■ **Given problem**
Transcribe the tail of the listing: start at the line containing "blade in the photo above." and stop after the last line, keeping every character as is and adding nothing.

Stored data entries
** begin **

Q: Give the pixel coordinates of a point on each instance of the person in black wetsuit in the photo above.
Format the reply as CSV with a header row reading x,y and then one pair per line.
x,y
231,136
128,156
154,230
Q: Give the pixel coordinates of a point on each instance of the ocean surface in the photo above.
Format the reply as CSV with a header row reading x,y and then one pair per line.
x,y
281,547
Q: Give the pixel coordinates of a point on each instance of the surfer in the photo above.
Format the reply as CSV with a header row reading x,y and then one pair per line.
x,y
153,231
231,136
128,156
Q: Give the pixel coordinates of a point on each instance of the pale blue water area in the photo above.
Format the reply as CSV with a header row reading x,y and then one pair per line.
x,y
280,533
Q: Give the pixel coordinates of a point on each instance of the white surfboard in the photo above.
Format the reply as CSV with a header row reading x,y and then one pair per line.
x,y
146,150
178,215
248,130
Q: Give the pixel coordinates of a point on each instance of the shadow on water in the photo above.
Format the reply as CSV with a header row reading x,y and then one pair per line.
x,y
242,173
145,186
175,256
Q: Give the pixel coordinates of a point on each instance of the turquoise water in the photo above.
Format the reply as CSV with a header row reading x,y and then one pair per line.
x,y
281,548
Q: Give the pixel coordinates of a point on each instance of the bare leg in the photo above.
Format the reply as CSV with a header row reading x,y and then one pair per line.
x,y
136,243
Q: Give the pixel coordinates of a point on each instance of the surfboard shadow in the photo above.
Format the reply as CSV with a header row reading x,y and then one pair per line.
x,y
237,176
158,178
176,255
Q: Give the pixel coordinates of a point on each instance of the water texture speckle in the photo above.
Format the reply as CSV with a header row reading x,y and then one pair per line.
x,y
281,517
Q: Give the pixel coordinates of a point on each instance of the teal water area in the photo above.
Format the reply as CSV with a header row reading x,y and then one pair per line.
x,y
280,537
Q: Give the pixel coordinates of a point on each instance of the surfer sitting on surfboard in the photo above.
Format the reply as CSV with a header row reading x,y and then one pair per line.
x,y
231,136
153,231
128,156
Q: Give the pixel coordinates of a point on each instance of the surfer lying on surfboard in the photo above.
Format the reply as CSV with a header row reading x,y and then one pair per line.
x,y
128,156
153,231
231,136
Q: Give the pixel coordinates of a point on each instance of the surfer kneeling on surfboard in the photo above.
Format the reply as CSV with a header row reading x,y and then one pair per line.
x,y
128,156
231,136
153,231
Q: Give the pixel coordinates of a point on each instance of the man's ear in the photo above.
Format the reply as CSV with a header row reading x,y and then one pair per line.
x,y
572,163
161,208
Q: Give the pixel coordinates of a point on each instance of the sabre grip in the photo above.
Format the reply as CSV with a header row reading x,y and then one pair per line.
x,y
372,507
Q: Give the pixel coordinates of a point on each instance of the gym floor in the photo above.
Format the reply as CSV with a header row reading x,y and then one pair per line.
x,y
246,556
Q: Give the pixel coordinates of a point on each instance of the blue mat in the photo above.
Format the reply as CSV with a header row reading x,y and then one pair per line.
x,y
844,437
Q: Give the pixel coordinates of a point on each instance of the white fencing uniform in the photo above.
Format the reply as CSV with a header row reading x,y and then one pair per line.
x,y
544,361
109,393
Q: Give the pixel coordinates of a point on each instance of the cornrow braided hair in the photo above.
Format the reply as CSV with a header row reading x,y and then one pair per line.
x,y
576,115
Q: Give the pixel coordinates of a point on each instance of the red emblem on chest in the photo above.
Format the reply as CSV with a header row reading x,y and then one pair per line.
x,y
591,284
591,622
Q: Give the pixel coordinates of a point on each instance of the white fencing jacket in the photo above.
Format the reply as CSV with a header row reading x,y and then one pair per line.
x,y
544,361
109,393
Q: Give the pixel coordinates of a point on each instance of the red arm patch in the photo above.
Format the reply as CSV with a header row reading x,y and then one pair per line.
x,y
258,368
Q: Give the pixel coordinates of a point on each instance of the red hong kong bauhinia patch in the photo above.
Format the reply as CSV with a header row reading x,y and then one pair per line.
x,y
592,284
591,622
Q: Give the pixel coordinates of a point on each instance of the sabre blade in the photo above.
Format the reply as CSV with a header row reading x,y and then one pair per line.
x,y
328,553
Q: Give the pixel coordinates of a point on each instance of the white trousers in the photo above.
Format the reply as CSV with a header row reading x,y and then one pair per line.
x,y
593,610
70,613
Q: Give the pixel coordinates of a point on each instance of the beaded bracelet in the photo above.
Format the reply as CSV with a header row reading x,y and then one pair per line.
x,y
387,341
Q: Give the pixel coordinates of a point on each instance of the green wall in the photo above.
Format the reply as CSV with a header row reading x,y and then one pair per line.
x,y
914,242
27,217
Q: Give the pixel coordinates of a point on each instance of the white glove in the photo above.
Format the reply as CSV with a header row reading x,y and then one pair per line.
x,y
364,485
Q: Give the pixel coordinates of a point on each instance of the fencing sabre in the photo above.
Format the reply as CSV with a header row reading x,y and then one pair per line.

** end **

■ **Result of the task**
Q: Give the pixel coordinates of a point on each instance of the sabre blade in the photo above.
Format the reply as CSV with a header row reading x,y and then one pair per line.
x,y
328,553
Q: Give the pixel coordinates of a point on each instance of the white trousers in the photo above.
Format the reply as CSV with a header row reading x,y and then one pair per line.
x,y
593,610
70,613
Q: Give the pixel coordinates of a point on each instance of the beaded bracelet in the photo above.
Format the reply as CSV with a header row reading x,y and then one pair per line.
x,y
387,341
Q: Give the pixel coordinates of a point on each instance of the green wall in the photo above.
Format the reply as CSV with a header row reading x,y and then one pair per line.
x,y
914,242
27,217
Q: Give the pixel coordinates of a point on each instance of the white glove in the photo above.
Format the reply as CSV with a header row reading x,y and then one pair per line.
x,y
364,485
Q: Give the pixel coordinates of a point on each instance of the fencing sabre in the photo above.
Format the reply as CSV with a header row reading x,y and then one pair per line.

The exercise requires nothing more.